プレジデントオンライン / 2020年12月10日 9時15分

2020年9月、川崎駅前にて筆者撮影

■ネットにあふれる、むき出しのヘイトとどう闘うべきか

母親と手を繋ぎ歩いていた10歳くらいの男の子がパッと母親の手をはらい、両耳を塞いだ。連休真っただ中の2020年9月20日、JR川崎駅前は日の丸を掲げ、ヘイトスピーチを繰り返すレイシスト集団、その声をかき消そうとするカウンターデモの参加者、さらにその周りを囲む警察官達で騒然としていた。

川崎市は、全国で初めてヘイトスピーチへの罰則付きの条例が20年7月に施行されたばかりだ。この条例はヘイトと闘ってきた人々にとって大きな「希望の一歩」であった。その一方でヘイトデモやオンラインでのヘイトスピーチは止むことがない。

--- 取り組む課題 ---
[a] 抜粋本文によると、川崎市でヘイトスピーチへの罰則付き条例が施行されたのはいつか。
[b] 抜粋本文で、2020年9月20日のJR川崎駅前が騒然としていた理由を、本文に沿って説明せよ。
[c] 抜粋本文の「2020年9月、川崎駅前にて筆者撮影」から「トスピーチは止むことがない。」までの部分を、一字も変えずに引用せよ。

--- 提供された記録 ---
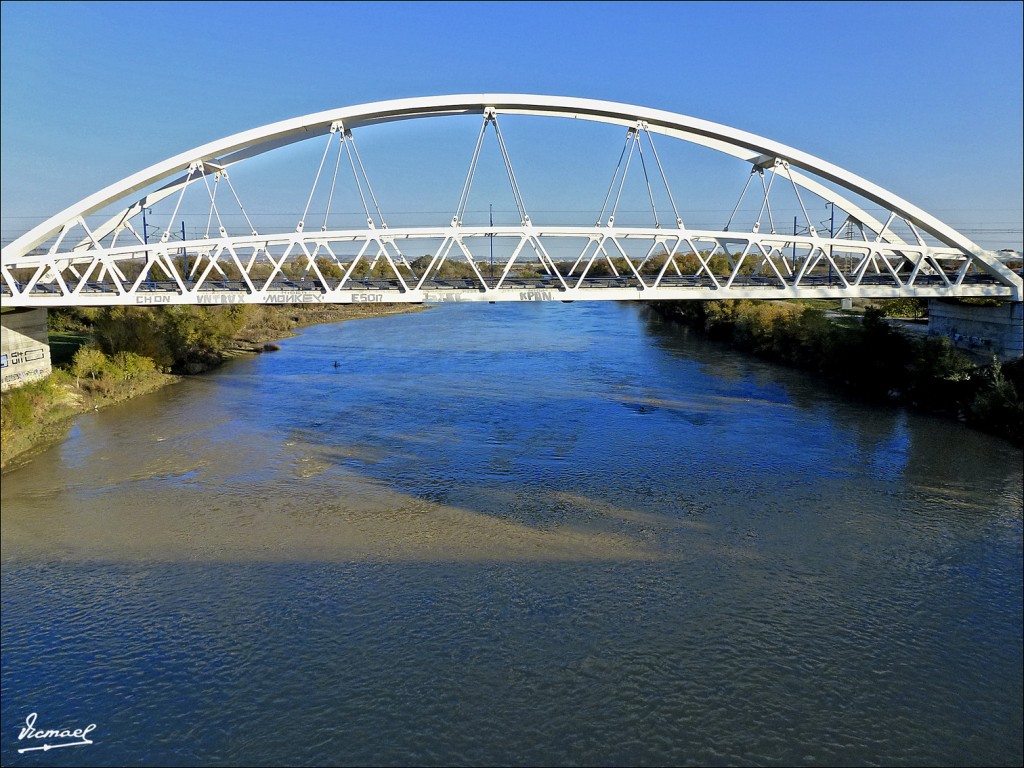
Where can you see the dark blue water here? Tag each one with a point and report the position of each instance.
(513, 535)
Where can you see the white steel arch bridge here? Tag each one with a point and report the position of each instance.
(881, 246)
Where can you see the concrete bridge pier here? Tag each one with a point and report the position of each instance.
(982, 332)
(25, 347)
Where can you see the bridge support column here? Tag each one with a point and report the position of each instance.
(982, 332)
(25, 347)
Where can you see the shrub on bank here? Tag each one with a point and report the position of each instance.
(870, 358)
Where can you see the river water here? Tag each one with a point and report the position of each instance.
(513, 535)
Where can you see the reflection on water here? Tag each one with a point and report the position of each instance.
(493, 535)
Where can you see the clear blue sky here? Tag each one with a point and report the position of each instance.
(922, 98)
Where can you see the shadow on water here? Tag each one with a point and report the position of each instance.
(515, 535)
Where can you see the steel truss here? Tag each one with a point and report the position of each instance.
(66, 262)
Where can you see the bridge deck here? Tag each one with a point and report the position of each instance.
(623, 288)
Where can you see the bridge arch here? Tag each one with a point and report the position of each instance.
(90, 247)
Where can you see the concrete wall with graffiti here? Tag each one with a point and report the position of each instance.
(25, 347)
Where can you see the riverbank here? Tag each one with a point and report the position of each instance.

--- 課題への回答 ---
[a] 2020年7月である。

[b] 日の丸を掲げてヘイトスピーチを繰り返すレイシスト集団がいたからである。さらに、その声をかき消そうとするカウンターデモの参加者と、周りを囲む警察官達もいた。

[c]
2020年9月、川崎駅前にて筆者撮影

■ネットにあふれる、むき出しのヘイトとどう闘うべきか

母親と手を繋ぎ歩いていた10歳くらいの男の子がパッと母親の手をはらい、両耳を塞いだ。連休真っただ中の2020年9月20日、JR川崎駅前は日の丸を掲げ、ヘイトスピーチを繰り返すレイシスト集団、その声をかき消そうとするカウンターデモの参加者、さらにその周りを囲む警察官達で騒然としていた。

川崎市は、全国で初めてヘイトスピーチへの罰則付きの条例が20年7月に施行されたばかりだ。この条例はヘイトと闘ってきた人々にとって大きな「希望の一歩」であった。その一方でヘイトデモやオンラインでのヘイトスピーチは止むことがない。